Records supplied ▸
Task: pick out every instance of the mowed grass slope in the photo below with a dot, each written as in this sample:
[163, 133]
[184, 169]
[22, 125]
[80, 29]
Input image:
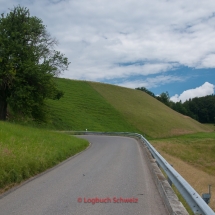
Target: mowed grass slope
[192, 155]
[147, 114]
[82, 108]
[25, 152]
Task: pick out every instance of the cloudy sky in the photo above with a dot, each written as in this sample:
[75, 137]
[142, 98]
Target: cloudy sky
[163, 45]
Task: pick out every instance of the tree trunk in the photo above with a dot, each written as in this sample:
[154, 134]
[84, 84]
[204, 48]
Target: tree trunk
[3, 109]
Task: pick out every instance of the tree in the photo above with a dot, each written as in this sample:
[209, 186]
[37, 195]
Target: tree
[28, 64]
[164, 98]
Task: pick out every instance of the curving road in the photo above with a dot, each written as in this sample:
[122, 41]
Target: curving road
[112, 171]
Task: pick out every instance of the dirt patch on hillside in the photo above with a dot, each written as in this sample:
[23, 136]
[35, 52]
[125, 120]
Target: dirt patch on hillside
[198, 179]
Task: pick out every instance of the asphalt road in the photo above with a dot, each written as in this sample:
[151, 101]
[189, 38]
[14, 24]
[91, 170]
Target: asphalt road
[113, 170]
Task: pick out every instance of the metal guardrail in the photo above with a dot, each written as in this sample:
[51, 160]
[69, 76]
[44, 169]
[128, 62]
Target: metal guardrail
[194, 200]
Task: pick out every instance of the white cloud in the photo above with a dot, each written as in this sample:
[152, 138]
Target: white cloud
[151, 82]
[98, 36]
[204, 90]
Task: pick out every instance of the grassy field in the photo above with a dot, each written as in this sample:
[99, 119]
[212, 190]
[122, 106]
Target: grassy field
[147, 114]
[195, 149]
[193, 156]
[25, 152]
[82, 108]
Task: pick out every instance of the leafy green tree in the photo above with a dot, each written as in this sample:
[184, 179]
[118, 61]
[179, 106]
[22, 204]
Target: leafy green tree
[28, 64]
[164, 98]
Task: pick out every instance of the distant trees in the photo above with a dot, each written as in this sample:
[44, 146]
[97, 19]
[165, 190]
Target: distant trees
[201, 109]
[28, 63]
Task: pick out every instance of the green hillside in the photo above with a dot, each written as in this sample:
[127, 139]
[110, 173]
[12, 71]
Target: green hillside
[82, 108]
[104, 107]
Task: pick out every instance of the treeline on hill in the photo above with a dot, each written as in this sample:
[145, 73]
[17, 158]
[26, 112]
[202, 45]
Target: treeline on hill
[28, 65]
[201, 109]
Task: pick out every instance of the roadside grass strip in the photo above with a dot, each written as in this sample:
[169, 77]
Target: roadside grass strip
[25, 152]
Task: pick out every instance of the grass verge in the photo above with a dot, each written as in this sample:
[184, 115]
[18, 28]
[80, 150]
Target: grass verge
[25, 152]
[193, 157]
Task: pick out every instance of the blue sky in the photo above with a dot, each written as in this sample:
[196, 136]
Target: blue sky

What to do ▸ Write the part of the material that starts at the line containing "Task: pick out every instance of the grass verge" and runs through the end of the material as a JSON list of strings, one string per line, leaving out blank lines.

Worked answer ▸
[
  "Task: pick out every instance of the grass verge in the photo above with a dot, each written as in this sample:",
  "[184, 115]",
  "[18, 28]",
  "[80, 150]",
  "Target: grass verge",
  "[25, 152]",
  "[193, 157]",
  "Task: pick out every instance of the blue sky in the photo above with a dot, each written as in this sample:",
  "[196, 136]",
  "Target: blue sky"
]